Work instructions: Here is a block of records. Copy every line in it that includes "with".

* * *

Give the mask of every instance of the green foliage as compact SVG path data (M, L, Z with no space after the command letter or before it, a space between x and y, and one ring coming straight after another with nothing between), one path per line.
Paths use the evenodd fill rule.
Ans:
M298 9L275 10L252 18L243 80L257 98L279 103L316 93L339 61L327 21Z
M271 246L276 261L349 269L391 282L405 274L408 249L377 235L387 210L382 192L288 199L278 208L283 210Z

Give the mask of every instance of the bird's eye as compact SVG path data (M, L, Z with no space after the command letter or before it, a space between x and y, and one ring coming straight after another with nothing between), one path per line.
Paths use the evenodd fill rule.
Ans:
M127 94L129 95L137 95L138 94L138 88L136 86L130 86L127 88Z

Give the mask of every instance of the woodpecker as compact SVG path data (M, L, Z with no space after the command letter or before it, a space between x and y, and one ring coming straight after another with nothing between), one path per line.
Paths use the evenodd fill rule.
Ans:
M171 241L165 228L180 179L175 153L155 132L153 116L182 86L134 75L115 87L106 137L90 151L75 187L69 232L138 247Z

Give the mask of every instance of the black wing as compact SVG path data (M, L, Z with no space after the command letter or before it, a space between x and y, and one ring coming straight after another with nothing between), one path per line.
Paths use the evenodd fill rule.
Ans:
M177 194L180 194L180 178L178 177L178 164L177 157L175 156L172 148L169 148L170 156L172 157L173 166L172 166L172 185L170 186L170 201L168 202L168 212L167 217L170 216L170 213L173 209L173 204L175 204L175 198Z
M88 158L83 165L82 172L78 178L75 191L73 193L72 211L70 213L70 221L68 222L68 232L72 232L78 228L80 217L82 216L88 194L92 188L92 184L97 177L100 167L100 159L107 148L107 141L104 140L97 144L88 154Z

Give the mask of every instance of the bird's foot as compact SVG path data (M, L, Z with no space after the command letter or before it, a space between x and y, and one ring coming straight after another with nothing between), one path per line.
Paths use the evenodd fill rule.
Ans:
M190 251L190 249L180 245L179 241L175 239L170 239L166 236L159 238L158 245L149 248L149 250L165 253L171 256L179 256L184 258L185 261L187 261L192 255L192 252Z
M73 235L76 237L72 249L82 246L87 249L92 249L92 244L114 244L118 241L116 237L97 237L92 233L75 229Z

* * *

Result:
Give the mask of every instance of the green foliage as compact SVG path data (M, L, Z with no space after the command letter or before it, a space between x and y, and one ring coming straight after another with nothing between), one path per line.
Give the mask of every instance of the bird's eye as compact SVG path data (M, L, Z with no space after the command letter or before it, a space between x and y, and one ring coming straight after another with nothing between), one path per line.
Give the mask of every instance of the woodpecker as compact SVG path data (M, L, Z with no space after the command letter or before it, a space between x and y, and one ring coming straight after another with nothing between), one path per line.
Give the mask of every instance of the black wing as compact SVG path data (M, L, Z with no space after the command letter or before it, a space between x and y, and one ring coming straight after another with nothing between), one path per line.
Give the mask of every instance of the bird's foot as compact SVG path data (M, L, Z with no space after the command letter or before it, a space between x and y, and one ring coming straight after another with nothing between), one path per line.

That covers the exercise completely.